**AIM OF THE EXERCISE:** Starting at the line below that contains "pixel 594 232", print each line through the end of the records exactly as it appears.

**INPUT RECORDS:**

##############################

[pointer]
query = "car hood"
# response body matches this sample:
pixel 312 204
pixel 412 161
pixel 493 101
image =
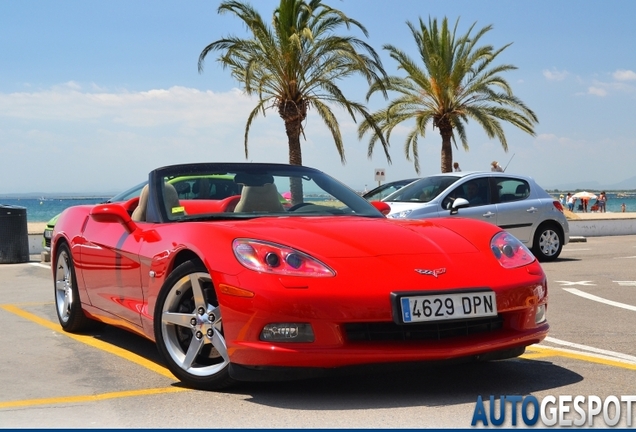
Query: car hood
pixel 348 237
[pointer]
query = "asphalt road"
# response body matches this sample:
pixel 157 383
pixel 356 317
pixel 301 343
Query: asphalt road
pixel 112 379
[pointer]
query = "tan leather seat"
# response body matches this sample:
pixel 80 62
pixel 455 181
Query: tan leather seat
pixel 139 214
pixel 171 199
pixel 263 198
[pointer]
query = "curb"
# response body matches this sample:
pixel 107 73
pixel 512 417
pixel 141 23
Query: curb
pixel 578 239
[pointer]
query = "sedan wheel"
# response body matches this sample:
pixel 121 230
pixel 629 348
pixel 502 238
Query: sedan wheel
pixel 67 301
pixel 547 243
pixel 188 328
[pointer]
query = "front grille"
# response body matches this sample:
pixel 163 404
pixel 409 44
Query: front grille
pixel 371 332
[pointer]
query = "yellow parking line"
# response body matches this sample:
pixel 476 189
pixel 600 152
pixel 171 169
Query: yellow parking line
pixel 88 340
pixel 89 398
pixel 556 352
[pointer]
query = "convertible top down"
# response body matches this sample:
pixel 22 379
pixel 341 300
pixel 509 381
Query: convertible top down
pixel 234 282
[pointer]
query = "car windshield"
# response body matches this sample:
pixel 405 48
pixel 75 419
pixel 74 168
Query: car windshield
pixel 423 190
pixel 129 193
pixel 229 191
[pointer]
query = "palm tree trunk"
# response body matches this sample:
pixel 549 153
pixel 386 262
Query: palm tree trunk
pixel 446 132
pixel 293 129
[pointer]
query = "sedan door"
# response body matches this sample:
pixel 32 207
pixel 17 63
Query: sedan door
pixel 477 192
pixel 517 212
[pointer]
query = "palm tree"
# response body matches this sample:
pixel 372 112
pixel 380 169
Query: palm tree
pixel 295 65
pixel 455 84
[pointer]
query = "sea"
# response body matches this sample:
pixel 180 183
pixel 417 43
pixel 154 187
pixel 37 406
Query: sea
pixel 43 209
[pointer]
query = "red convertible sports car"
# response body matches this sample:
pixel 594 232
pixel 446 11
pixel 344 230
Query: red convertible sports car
pixel 236 285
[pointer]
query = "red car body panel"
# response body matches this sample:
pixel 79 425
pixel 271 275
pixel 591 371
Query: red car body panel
pixel 120 272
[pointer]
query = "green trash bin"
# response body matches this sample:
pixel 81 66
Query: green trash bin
pixel 14 235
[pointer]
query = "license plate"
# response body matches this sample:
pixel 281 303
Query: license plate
pixel 450 306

##############################

**SOLUTION FOR THIS TASK:**
pixel 594 232
pixel 446 11
pixel 344 230
Query: red convertible sports car
pixel 236 285
[pointer]
query = "red car body panel"
# response body matches this sample:
pixel 79 425
pixel 271 275
pixel 591 371
Query: red car body panel
pixel 120 272
[pointer]
query = "green trash bin"
# response body matches this sample:
pixel 81 66
Query: green trash bin
pixel 14 235
[pointer]
query = "license plate"
# response body matches this sample:
pixel 281 303
Query: license plate
pixel 450 306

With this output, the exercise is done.